Go over each line of the entries below, count those with "please", and give only the count.

━━━━━ Raw data ━━━━━

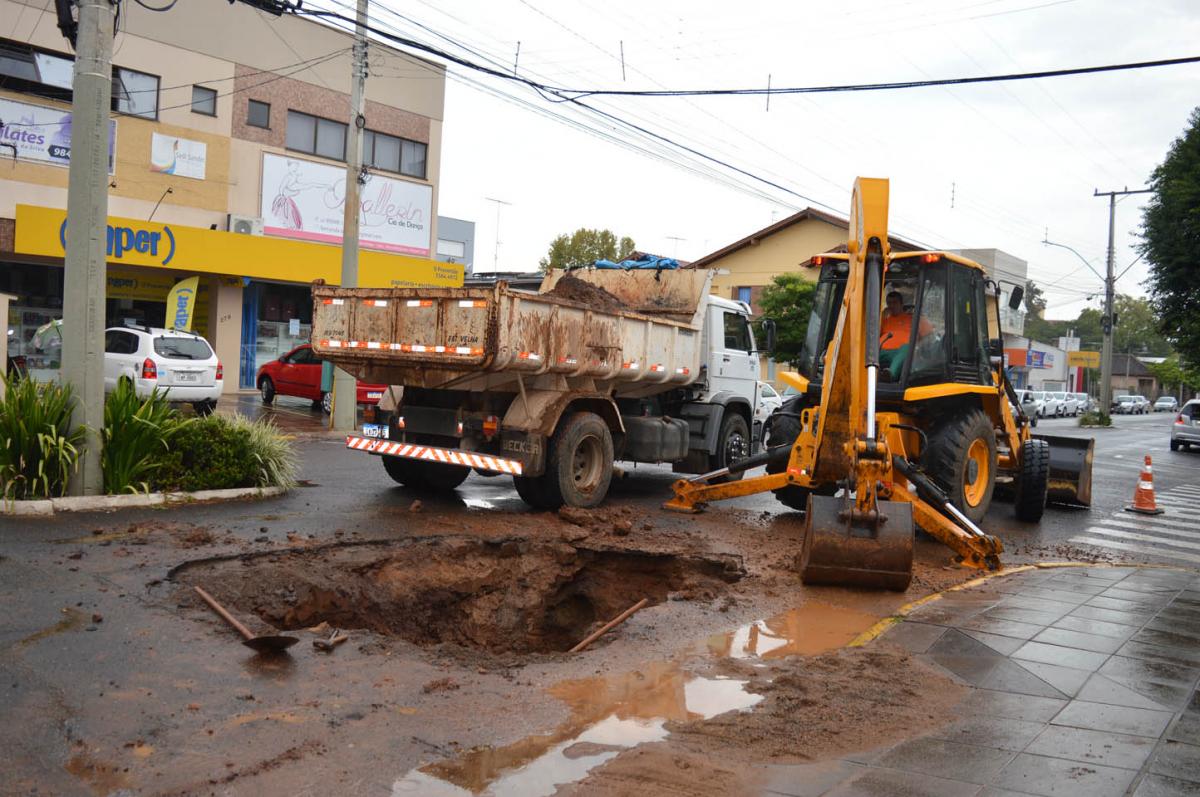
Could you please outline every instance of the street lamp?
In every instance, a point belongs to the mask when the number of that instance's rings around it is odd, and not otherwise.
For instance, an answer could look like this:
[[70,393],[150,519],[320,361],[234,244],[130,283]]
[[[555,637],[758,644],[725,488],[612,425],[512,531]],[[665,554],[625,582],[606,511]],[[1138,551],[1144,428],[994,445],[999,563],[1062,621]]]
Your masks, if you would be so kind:
[[[1113,273],[1112,273],[1111,258],[1109,260],[1108,276],[1104,277],[1104,276],[1101,276],[1099,271],[1096,271],[1096,269],[1092,268],[1092,264],[1087,261],[1086,257],[1079,254],[1078,252],[1076,252],[1074,249],[1067,246],[1066,244],[1055,243],[1054,241],[1049,240],[1049,236],[1047,236],[1042,241],[1042,245],[1043,246],[1057,246],[1060,249],[1066,249],[1068,252],[1075,255],[1075,257],[1077,257],[1081,261],[1083,261],[1083,264],[1085,266],[1087,266],[1088,269],[1093,274],[1095,274],[1097,277],[1100,277],[1101,281],[1104,283],[1104,311],[1103,311],[1103,314],[1100,319],[1101,328],[1104,330],[1104,344],[1103,344],[1103,346],[1101,346],[1101,354],[1100,354],[1100,412],[1104,415],[1108,415],[1109,407],[1112,406],[1112,357],[1113,357],[1112,312],[1113,312],[1113,285],[1116,282],[1116,279],[1113,277]],[[1130,264],[1130,265],[1132,265],[1132,264]]]

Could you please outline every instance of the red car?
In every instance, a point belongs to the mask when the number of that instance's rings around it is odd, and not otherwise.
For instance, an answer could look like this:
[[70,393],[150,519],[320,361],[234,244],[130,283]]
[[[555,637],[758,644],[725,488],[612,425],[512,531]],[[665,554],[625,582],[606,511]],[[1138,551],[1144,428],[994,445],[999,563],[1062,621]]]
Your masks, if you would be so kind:
[[[314,409],[320,407],[326,414],[332,407],[332,395],[321,390],[321,360],[307,343],[259,368],[255,384],[263,404],[271,404],[276,396],[296,396],[310,399]],[[358,403],[378,404],[385,390],[387,385],[359,382]]]

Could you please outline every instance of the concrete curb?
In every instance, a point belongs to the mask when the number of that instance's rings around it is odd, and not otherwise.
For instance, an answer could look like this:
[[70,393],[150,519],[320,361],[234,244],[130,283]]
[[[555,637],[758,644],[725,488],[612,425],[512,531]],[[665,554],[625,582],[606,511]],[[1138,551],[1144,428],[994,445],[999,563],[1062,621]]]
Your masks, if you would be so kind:
[[194,493],[130,493],[128,495],[83,495],[42,501],[0,501],[0,515],[53,515],[56,512],[97,512],[198,501],[228,501],[236,498],[271,498],[283,495],[283,487],[234,487]]

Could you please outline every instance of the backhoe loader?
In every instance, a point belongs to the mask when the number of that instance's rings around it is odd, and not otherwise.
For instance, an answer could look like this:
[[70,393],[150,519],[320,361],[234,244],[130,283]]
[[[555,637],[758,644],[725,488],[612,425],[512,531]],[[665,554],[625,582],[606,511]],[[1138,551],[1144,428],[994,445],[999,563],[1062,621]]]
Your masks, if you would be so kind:
[[998,286],[950,252],[892,252],[887,216],[888,181],[860,177],[847,252],[812,259],[799,370],[782,377],[800,395],[767,450],[675,482],[665,504],[774,492],[805,511],[808,584],[907,589],[914,523],[963,564],[999,568],[1003,544],[978,525],[998,486],[1026,522],[1047,502],[1091,503],[1094,441],[1032,435],[1008,382]]

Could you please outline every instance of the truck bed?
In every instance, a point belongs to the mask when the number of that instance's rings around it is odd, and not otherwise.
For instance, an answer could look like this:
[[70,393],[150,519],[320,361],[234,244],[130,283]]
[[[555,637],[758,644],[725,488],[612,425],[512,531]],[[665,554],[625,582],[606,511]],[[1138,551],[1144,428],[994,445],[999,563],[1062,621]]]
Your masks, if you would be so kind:
[[598,390],[646,396],[696,379],[710,272],[573,274],[627,309],[550,294],[562,272],[548,275],[537,293],[505,282],[480,288],[316,285],[313,349],[363,381],[422,388],[516,392],[530,384],[591,380]]

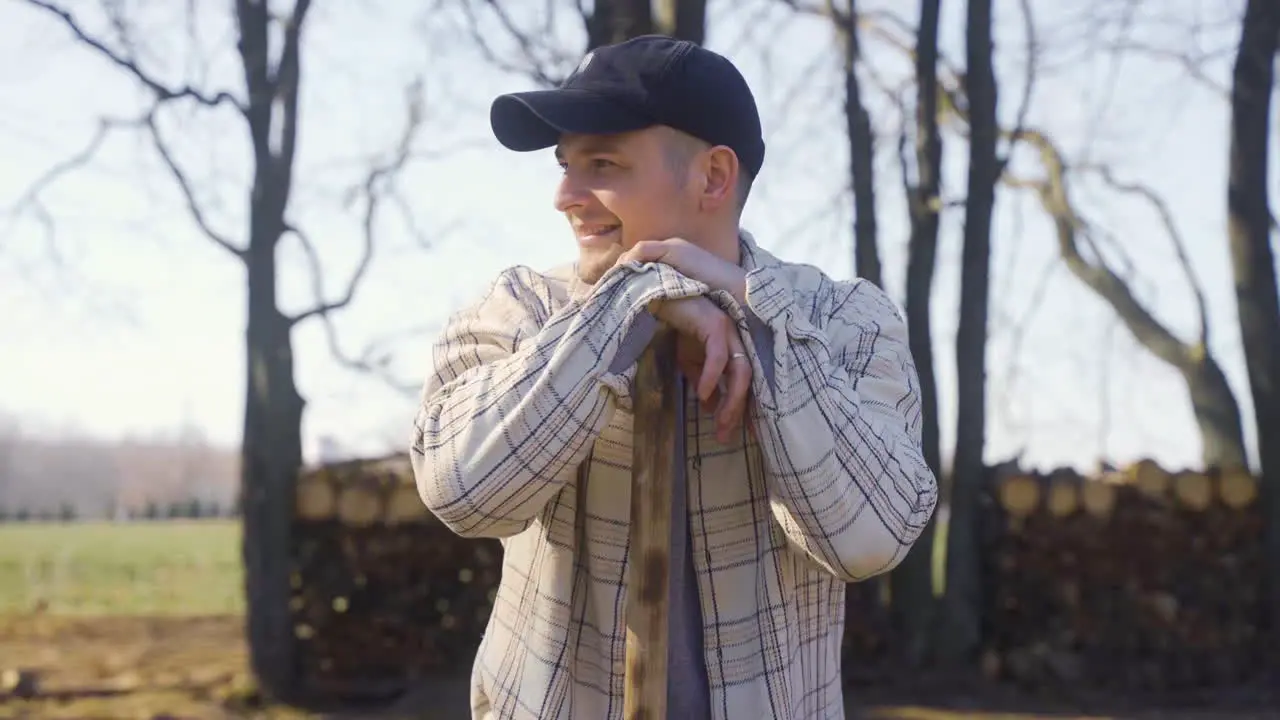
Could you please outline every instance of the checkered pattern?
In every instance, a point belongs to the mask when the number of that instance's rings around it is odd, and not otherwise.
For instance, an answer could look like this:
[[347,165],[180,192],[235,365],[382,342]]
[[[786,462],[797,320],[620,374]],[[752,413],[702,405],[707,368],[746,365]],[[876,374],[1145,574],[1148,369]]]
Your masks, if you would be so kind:
[[650,300],[694,295],[738,321],[755,370],[755,438],[717,442],[696,405],[686,426],[712,717],[843,717],[844,583],[900,562],[937,502],[916,371],[879,288],[745,233],[742,248],[746,309],[666,265],[594,286],[516,267],[436,343],[418,488],[454,532],[506,551],[475,718],[622,717],[634,340]]

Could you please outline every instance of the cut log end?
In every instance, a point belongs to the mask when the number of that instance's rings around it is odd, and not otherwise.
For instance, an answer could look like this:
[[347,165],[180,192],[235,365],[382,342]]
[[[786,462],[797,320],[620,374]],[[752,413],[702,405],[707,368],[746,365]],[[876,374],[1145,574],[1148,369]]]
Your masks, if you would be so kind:
[[353,528],[369,527],[382,515],[382,498],[374,488],[349,485],[338,496],[338,519],[343,525]]
[[387,498],[386,522],[388,525],[420,522],[429,515],[427,506],[414,485],[399,485]]
[[1243,510],[1257,499],[1258,481],[1247,470],[1231,470],[1219,479],[1218,494],[1227,507]]
[[1031,475],[1009,475],[1000,481],[1000,507],[1015,518],[1025,518],[1040,504],[1040,483]]
[[1080,504],[1095,518],[1109,518],[1116,507],[1115,485],[1103,480],[1086,481],[1080,488]]
[[1064,518],[1074,515],[1080,509],[1080,492],[1077,478],[1073,473],[1056,472],[1049,478],[1049,514]]
[[1155,460],[1149,458],[1139,460],[1132,468],[1133,483],[1139,492],[1158,500],[1169,494],[1169,473]]
[[1213,503],[1213,484],[1203,473],[1180,472],[1173,477],[1173,496],[1182,507],[1204,512]]
[[336,509],[337,493],[327,475],[317,472],[298,481],[294,512],[299,519],[311,522],[328,520]]

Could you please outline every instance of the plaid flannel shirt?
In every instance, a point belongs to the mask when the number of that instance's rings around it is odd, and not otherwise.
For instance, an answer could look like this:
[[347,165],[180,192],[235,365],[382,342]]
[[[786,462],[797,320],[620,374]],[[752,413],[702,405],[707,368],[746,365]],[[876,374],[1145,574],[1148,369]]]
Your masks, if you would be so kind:
[[656,324],[647,304],[697,295],[737,321],[754,371],[755,437],[722,445],[687,413],[712,717],[843,717],[844,584],[897,565],[937,502],[917,375],[875,285],[783,262],[745,232],[741,245],[746,308],[664,264],[594,285],[572,265],[514,267],[436,342],[418,488],[452,531],[505,550],[473,717],[622,717],[630,385]]

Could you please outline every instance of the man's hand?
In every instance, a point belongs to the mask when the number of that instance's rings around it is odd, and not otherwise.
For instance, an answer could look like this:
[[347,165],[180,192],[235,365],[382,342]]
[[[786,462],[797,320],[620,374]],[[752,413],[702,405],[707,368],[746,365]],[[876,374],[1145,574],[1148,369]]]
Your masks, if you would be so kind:
[[671,238],[636,243],[618,258],[618,262],[631,260],[670,265],[681,275],[706,283],[716,290],[727,290],[739,305],[746,305],[746,271],[688,240]]
[[751,390],[751,361],[733,319],[705,297],[658,301],[650,309],[677,332],[677,363],[696,383],[703,407],[715,407],[716,439],[728,443]]

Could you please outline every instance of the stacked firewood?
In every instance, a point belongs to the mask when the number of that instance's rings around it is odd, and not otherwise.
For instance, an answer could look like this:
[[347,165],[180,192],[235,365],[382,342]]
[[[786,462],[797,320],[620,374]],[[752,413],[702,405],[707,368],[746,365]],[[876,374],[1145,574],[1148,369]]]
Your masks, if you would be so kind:
[[[496,541],[463,540],[431,517],[406,456],[309,470],[297,487],[291,578],[303,679],[351,696],[468,667],[501,562]],[[882,580],[847,587],[851,681],[889,672]]]
[[1036,686],[1138,692],[1257,666],[1261,517],[1245,472],[1144,460],[1082,478],[1005,472],[983,508],[983,659]]
[[428,513],[405,456],[308,471],[291,577],[303,681],[350,696],[468,667],[501,562],[497,541],[461,539]]

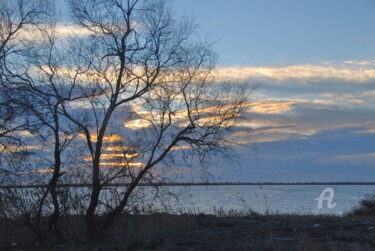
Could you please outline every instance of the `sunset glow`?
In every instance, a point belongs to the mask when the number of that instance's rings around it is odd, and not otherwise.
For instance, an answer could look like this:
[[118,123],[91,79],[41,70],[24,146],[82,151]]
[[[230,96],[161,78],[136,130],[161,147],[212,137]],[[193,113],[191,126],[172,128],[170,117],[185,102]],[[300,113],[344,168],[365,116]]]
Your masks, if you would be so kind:
[[101,166],[104,167],[142,167],[142,162],[130,162],[130,163],[117,163],[117,162],[102,162]]
[[16,174],[17,175],[30,174],[30,173],[42,173],[42,174],[45,174],[45,173],[52,173],[52,172],[53,172],[53,169],[47,168],[47,169],[32,170],[32,171],[28,171],[28,172],[17,172]]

━━━━━

# Task response
11